◆ DATA LISTING ◆
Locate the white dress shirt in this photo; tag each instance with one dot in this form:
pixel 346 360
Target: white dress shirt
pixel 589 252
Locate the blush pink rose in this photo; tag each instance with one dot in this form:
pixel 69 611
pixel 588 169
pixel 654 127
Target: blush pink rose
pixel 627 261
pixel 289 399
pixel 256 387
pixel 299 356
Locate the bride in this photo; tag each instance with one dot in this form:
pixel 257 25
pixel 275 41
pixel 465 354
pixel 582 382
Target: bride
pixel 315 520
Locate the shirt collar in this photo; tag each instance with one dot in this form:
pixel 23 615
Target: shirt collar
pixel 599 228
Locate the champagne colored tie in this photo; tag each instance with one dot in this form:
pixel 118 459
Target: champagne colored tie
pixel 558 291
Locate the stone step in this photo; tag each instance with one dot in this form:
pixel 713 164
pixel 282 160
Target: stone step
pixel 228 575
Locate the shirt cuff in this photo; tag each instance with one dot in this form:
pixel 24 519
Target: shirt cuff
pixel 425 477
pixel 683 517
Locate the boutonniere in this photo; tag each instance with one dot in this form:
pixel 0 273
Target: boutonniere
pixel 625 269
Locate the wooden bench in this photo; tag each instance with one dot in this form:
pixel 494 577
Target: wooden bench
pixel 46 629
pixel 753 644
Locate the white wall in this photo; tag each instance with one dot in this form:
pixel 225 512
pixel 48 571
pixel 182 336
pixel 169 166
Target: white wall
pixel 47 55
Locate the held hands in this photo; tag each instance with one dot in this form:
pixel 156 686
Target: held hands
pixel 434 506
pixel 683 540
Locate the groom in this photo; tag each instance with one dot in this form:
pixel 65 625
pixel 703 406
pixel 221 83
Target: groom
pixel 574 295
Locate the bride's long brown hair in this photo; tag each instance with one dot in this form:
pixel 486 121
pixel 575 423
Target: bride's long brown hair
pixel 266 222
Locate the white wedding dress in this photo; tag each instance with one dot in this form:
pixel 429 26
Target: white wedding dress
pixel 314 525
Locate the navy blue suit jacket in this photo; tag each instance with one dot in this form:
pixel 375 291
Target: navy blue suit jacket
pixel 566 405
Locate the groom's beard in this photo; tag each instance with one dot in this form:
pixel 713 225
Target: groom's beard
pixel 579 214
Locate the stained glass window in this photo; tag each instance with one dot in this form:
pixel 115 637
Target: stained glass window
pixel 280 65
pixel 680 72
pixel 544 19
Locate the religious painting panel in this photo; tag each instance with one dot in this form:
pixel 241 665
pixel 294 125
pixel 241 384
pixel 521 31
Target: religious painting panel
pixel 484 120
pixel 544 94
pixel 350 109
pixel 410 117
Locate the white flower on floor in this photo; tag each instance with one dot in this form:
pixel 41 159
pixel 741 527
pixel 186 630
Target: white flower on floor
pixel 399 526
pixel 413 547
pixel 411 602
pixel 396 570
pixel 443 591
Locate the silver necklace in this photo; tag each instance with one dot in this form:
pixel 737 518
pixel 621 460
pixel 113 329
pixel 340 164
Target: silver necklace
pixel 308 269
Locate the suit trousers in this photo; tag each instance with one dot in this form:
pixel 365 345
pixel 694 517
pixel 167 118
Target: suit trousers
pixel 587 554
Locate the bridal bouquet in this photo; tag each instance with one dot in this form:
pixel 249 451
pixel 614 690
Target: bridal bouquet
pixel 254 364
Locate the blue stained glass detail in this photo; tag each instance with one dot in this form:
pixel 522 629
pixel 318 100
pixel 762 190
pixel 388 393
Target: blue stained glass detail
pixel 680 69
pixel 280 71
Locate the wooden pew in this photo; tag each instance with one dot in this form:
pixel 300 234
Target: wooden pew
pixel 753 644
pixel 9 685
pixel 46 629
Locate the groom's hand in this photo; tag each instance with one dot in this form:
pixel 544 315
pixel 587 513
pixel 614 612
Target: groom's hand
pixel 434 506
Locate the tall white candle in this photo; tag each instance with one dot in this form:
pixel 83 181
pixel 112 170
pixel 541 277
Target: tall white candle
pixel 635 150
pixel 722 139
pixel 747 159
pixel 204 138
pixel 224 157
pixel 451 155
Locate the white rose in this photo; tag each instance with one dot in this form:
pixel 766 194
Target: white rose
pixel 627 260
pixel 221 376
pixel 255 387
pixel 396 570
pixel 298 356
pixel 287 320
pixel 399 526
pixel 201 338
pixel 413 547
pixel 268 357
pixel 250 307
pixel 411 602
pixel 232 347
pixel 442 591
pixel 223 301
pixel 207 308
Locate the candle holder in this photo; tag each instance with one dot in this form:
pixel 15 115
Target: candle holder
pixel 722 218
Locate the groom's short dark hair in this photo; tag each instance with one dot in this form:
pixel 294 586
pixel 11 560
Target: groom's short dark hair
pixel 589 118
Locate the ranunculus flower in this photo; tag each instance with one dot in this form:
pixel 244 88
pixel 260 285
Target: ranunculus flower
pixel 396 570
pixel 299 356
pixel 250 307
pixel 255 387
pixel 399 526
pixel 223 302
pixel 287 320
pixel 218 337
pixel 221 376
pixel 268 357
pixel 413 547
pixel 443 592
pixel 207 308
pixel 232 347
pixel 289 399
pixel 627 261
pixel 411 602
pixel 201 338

◆ GIVEN TASK ◆
Render all of the material above as a Markdown table with two columns, Row and Line. Number each line in order and leave out blank lines.

◆ REPLY ◆
| Row | Line |
|---|---|
| 1 | Locate the white dress shirt in this photo; tag each instance with one dot in this form: |
| 2 | pixel 346 360 |
| 3 | Target: white dress shirt |
| 4 | pixel 589 252 |
| 5 | Locate the blush pink rose in this photo; tag each instance with one dot in this form: |
| 6 | pixel 69 611 |
| 7 | pixel 588 169 |
| 8 | pixel 654 127 |
| 9 | Target: blush pink rose |
| 10 | pixel 627 261 |
| 11 | pixel 289 399 |
| 12 | pixel 256 387 |
| 13 | pixel 299 356 |
| 14 | Locate the bride in this photo; tag each instance with one dot in this form: |
| 15 | pixel 257 25 |
| 16 | pixel 275 41 |
| 17 | pixel 465 354 |
| 18 | pixel 582 382 |
| 19 | Target: bride |
| 20 | pixel 315 520 |
| 21 | Locate the shirt collar in this photo; tag each instance with one dot in this form: |
| 22 | pixel 23 615 |
| 23 | Target: shirt collar |
| 24 | pixel 599 228 |
| 25 | Locate the champagne colored tie in this photo; tag each instance with one dot in this form: |
| 26 | pixel 118 459 |
| 27 | Target: champagne colored tie |
| 28 | pixel 558 291 |
| 29 | Locate the stone step in this photo; tag each instance with one dot in this form: |
| 30 | pixel 713 164 |
| 31 | pixel 282 160 |
| 32 | Target: stone step |
| 33 | pixel 228 575 |
| 34 | Locate the shirt cuff in this photo; tag each instance with one dot in this form: |
| 35 | pixel 24 519 |
| 36 | Target: shirt cuff |
| 37 | pixel 425 477 |
| 38 | pixel 683 517 |
| 39 | Locate the boutonniere in this photo; tag each instance with one dot in this form: |
| 40 | pixel 0 273 |
| 41 | Target: boutonniere |
| 42 | pixel 625 269 |
| 43 | Locate the wooden bench in this photo; tag each instance with one dot in this form: |
| 44 | pixel 494 577 |
| 45 | Target: wooden bench |
| 46 | pixel 46 629 |
| 47 | pixel 753 644 |
| 48 | Locate the white wall in this photo; tag each instance with one dot in this form: |
| 49 | pixel 225 512 |
| 50 | pixel 48 571 |
| 51 | pixel 182 336 |
| 52 | pixel 169 166 |
| 53 | Target: white wall |
| 54 | pixel 47 55 |
| 55 | Locate the held hands in this photo; tag each instance with one dot in this form: |
| 56 | pixel 156 686 |
| 57 | Target: held hands |
| 58 | pixel 434 506 |
| 59 | pixel 683 540 |
| 60 | Locate the groom in this photo; tag each instance with one dot in this form: |
| 61 | pixel 65 625 |
| 62 | pixel 703 406 |
| 63 | pixel 221 83 |
| 64 | Target: groom |
| 65 | pixel 574 295 |
| 66 | Locate the bride's long brown hair in this photo; tag each instance with one dot in this form: |
| 67 | pixel 486 121 |
| 68 | pixel 575 423 |
| 69 | Target: bride's long brown hair |
| 70 | pixel 266 222 |
| 71 | Locate the white wedding dress in this photo; tag each instance with one dot in this form: |
| 72 | pixel 429 26 |
| 73 | Target: white wedding dress |
| 74 | pixel 314 525 |
| 75 | Locate the navy blue suit jacket in this photo; tag each instance with one dot in this form: |
| 76 | pixel 375 291 |
| 77 | Target: navy blue suit jacket |
| 78 | pixel 566 405 |
| 79 | Locate the groom's beard in this photo; tag each instance with one dot in this form: |
| 80 | pixel 713 225 |
| 81 | Target: groom's beard |
| 82 | pixel 579 214 |
| 83 | Locate the stained glass window in this photo; tag each instance with one dot in this form: |
| 84 | pixel 115 637 |
| 85 | Target: stained glass window |
| 86 | pixel 280 65 |
| 87 | pixel 680 72 |
| 88 | pixel 544 19 |
| 89 | Locate the religious painting panel in this photo; tag each instance with one dot in this form: |
| 90 | pixel 241 665 |
| 91 | pixel 294 125 |
| 92 | pixel 241 384 |
| 93 | pixel 521 31 |
| 94 | Target: religious painting panel |
| 95 | pixel 484 120 |
| 96 | pixel 544 94 |
| 97 | pixel 350 109 |
| 98 | pixel 410 117 |
| 99 | Locate the white flower on floor in this photo; tag each instance with one dot in this form: |
| 100 | pixel 41 159 |
| 101 | pixel 741 527 |
| 102 | pixel 186 630 |
| 103 | Target: white flower on floor |
| 104 | pixel 399 526 |
| 105 | pixel 413 547 |
| 106 | pixel 411 602 |
| 107 | pixel 396 570 |
| 108 | pixel 443 591 |
| 109 | Locate the silver necklace in this photo; tag each instance with one dot in this form: |
| 110 | pixel 737 518 |
| 111 | pixel 621 460 |
| 112 | pixel 113 329 |
| 113 | pixel 340 164 |
| 114 | Target: silver necklace |
| 115 | pixel 308 269 |
| 116 | Locate the suit trousers in this photo; tag each instance with one dot in this form: |
| 117 | pixel 365 345 |
| 118 | pixel 694 517 |
| 119 | pixel 167 118 |
| 120 | Target: suit trousers |
| 121 | pixel 587 554 |
| 122 | Locate the bridal bouquet in this photo; tag each instance with one dot in this form: |
| 123 | pixel 249 451 |
| 124 | pixel 614 690 |
| 125 | Target: bridal bouquet |
| 126 | pixel 254 364 |
| 127 | Locate the blue stained glass detail in this photo; tag each instance with one dot in this form: |
| 128 | pixel 522 629 |
| 129 | pixel 318 100 |
| 130 | pixel 762 190 |
| 131 | pixel 388 393 |
| 132 | Target: blue stained glass detail |
| 133 | pixel 680 69 |
| 134 | pixel 280 71 |
| 135 | Locate the wooden pew in this photo; tag each instance with one dot in this form: |
| 136 | pixel 300 234 |
| 137 | Target: wooden pew |
| 138 | pixel 753 644 |
| 139 | pixel 9 685 |
| 140 | pixel 46 629 |
| 141 | Locate the groom's hand in this photo; tag each instance with one dot in this form: |
| 142 | pixel 544 315 |
| 143 | pixel 587 513 |
| 144 | pixel 614 612 |
| 145 | Target: groom's hand |
| 146 | pixel 434 506 |
| 147 | Locate the tall white candle in this photo; tag each instance with one dot in this form: |
| 148 | pixel 83 181 |
| 149 | pixel 112 170 |
| 150 | pixel 541 277 |
| 151 | Target: tall white candle |
| 152 | pixel 635 150 |
| 153 | pixel 722 139 |
| 154 | pixel 747 159 |
| 155 | pixel 204 138 |
| 156 | pixel 224 157 |
| 157 | pixel 451 155 |
| 158 | Locate the white rose in this photo; tag each instance with one dot in this form: |
| 159 | pixel 766 194 |
| 160 | Target: white rose |
| 161 | pixel 627 260 |
| 162 | pixel 221 376 |
| 163 | pixel 255 387 |
| 164 | pixel 396 570 |
| 165 | pixel 298 356 |
| 166 | pixel 287 320 |
| 167 | pixel 399 526 |
| 168 | pixel 201 338 |
| 169 | pixel 413 547 |
| 170 | pixel 268 357 |
| 171 | pixel 250 307 |
| 172 | pixel 411 602 |
| 173 | pixel 232 347 |
| 174 | pixel 442 591 |
| 175 | pixel 223 301 |
| 176 | pixel 207 308 |
| 177 | Locate the candle holder in this photo; tag each instance with one dot in this form: |
| 178 | pixel 15 115 |
| 179 | Target: candle holder |
| 180 | pixel 722 218 |
| 181 | Locate the groom's short dark hair in this photo; tag each instance with one dot in this form: |
| 182 | pixel 294 586 |
| 183 | pixel 11 560 |
| 184 | Target: groom's short dark hair |
| 185 | pixel 589 118 |
| 186 | Locate the ranunculus flower in this photo; tag each instance with one dot in this form: |
| 187 | pixel 244 88 |
| 188 | pixel 260 285 |
| 189 | Target: ranunculus flower |
| 190 | pixel 396 570 |
| 191 | pixel 299 356 |
| 192 | pixel 250 307 |
| 193 | pixel 255 387 |
| 194 | pixel 399 526 |
| 195 | pixel 223 302 |
| 196 | pixel 287 320 |
| 197 | pixel 218 337 |
| 198 | pixel 221 376 |
| 199 | pixel 268 357 |
| 200 | pixel 413 547 |
| 201 | pixel 443 592 |
| 202 | pixel 207 308 |
| 203 | pixel 232 347 |
| 204 | pixel 289 399 |
| 205 | pixel 627 261 |
| 206 | pixel 411 602 |
| 207 | pixel 201 338 |